**WRITTEN INSTRUCTION**
Every entry here needs to be repeated exactly.

**SUPPLIED RECORDS**

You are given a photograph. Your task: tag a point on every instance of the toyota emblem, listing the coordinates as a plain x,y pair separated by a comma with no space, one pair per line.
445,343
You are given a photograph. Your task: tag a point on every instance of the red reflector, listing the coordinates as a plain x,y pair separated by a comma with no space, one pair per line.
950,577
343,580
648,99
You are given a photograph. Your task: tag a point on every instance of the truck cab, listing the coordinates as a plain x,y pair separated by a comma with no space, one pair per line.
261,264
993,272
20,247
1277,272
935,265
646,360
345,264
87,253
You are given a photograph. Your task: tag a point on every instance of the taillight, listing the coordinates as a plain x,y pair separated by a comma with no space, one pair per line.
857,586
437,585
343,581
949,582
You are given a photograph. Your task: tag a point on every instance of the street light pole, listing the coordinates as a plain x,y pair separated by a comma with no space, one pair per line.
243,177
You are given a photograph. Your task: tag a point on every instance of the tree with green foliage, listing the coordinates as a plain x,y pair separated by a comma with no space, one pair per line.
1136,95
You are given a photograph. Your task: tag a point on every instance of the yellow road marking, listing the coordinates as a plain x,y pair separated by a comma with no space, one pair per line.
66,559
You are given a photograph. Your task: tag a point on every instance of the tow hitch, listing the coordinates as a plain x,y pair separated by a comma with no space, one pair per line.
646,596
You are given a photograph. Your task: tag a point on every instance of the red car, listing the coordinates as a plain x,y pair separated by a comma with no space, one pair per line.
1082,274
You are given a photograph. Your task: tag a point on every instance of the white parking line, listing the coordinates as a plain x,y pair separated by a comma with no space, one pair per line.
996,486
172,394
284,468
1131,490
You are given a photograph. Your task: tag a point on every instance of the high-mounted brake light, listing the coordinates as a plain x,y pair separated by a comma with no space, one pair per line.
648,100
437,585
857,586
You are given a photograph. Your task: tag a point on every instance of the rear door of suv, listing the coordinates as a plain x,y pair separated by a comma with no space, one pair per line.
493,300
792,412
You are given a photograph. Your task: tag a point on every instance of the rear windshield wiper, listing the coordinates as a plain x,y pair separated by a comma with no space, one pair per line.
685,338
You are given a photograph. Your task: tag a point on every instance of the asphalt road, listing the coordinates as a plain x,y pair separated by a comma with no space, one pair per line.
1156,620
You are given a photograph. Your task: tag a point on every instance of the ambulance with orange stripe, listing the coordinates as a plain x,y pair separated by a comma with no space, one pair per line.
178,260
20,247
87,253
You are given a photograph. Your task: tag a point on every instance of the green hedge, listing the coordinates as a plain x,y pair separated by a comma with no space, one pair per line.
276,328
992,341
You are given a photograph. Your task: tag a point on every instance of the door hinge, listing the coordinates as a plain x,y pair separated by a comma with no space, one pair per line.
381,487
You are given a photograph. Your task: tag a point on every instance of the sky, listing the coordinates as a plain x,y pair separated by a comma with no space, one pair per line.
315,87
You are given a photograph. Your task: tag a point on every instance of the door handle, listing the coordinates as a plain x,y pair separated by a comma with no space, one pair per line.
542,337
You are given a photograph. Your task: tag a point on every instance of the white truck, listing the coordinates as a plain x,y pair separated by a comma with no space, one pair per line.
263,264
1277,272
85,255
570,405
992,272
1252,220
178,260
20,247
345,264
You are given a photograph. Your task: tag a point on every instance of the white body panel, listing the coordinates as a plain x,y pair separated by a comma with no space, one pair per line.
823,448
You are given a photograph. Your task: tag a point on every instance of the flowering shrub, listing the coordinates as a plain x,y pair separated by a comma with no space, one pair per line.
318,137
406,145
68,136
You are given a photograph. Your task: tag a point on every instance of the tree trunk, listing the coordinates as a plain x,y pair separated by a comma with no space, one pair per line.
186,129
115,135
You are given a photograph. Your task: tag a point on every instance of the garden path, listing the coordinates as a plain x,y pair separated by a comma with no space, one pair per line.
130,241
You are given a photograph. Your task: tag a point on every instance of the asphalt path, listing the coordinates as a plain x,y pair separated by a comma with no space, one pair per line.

**OUTPUT OF THE EXERCISE**
You are given a photograph. Your task: tag a point on every instance of the toyota emblem, listing the coordinates as a plain x,y pair separated by a comma with no space, one pair per line.
445,343
You are given a photograph. Your task: tag a point on every instance of the red reflector, listing the coordinates as a plain x,y pair separated by a comma with no space, one pair per line.
950,577
343,580
648,99
You are given a photograph. Your task: tag a point on every instance of the truck cab, listing the coordinates as a plain x,y pair separated by a comma with no space, one pair per line.
261,264
993,272
20,247
1277,272
935,265
646,360
345,264
87,253
You are given a photograph. Your task: tag a point on every instance of the taillight, listing the coordinates as a plain x,y pair separated by a comma with no space, one pair per line.
857,586
437,585
343,581
949,582
You are given a photograph. Your task: tag a point on every instance of the street light pole, listing the coordinates as a plain x,y pair separated by a comma with no space, one pair per line.
243,177
You are given a photograph. Your task: tag a point on every instance of the tree with green foliage, listing the coordinates as a plain x,y pair separated by a comma with no space, one pair per line.
1136,95
You are given a photograph. Your task: tag a point on every instance of the yellow road marking, listing the coordinates as a plain x,y pair separated by a comma with no space, one pair per line.
66,559
You are given a photograph. Your task: tag a point on every instance of the tow hitch, listing the coordinates as a plain x,y pair separated by a comma with no space, one pair per line.
646,596
You are given a photograph. Your task: tag a point on every instance of the red car, listing the coordinates as a plain x,y pair separated by a comma with no space, one pair per line.
1082,274
You are given a photograph. Your task: tag a point on every instance of the white parking line, listing the coordinates as a plain x,y pair separated by a comma with no space, one pair per line.
996,486
172,394
284,468
1131,490
You are given a photograph. Your task: tag a point on every instance of the high-mounted brake light, listing the coordinates as a plain x,y pair separated by a comma with no space, one pair per line.
648,100
437,585
857,586
You are given a photograph. Your task: tag a point on every instance of the rear door of suv, listing the coordinates as a plain x,y pair separated by a comma with no space, one pair per line.
493,300
792,412
You are given a photograph. Your task: tag a point on every instance of the rear windshield wiper, listing the coordinates as a plain x,y pair separated by a comma with no space, one pair per line.
685,338
You are given a photograph. Your task: tag a point on every instance of the asphalt road, listing the coordinates as a plain x,y pair separated by a comma with no space, one pair per line.
1156,620
You are given a photograph. Your task: tag a point on every instance of the ambulance with orange stripe, listing the coordinates as a plain x,y pair separated by a comma with no space, one pair per line.
178,260
20,247
87,253
You are given a photograph. Your task: tag a point on every instance of the green hedge, listing the coordinates as a plain x,y pair separated by a comma with no space, one pair per line.
276,328
992,341
You are given a photograph. Your task: tag a point on every instance of the door hinge, listing the coordinates as a plain x,y pair separated by a comma with no space, one pair per line.
381,487
You are given a photograph. Your task: tag a point on every instance of the sky, listing the coordinates as a plain x,y pair separated by a comma with no space, one pair per line.
315,87
You are given a photograph. Your task: tag a point on every instance of the door handle, listing the coordinates as a plain x,y pair separated by a comma with no space, one pair per line.
542,337
You are given a photograph. Your task: tag a point on every instance of the white truck, listing the coordinates as a plain x,y pair separated by a comma with no space, one pair per line.
263,264
1277,272
85,255
570,405
992,272
1252,220
178,260
20,247
345,264
You are given a photograph. Your task: tag a point on every instance of the white body panel, listing the coordinates as a plain x,y pair separated by a comma with no space, one pair per line.
823,448
You are given a photograph. Your task: tag a point on every instance of the flowering shrub, listing the coordinates as a plain x,y pair separated by a comma with no space, one pair per line.
318,137
406,145
68,136
You are given a photograph. Your task: tag a point on every instance of the tree trunk, listing the coordinates as a plain x,y pair separated by a comma with no space, one pair per line.
186,129
115,135
You are given a photograph. Your task: tag a point on every instance of the garden path, listing the coordinates as a plain x,y pair separated by a comma with no space, one pair per line.
130,241
You are given a photograph. Your task: tag a point on every instance of the asphalt path, listing the coordinates as a plain x,y pair separated by a comma with no space, one pair per line.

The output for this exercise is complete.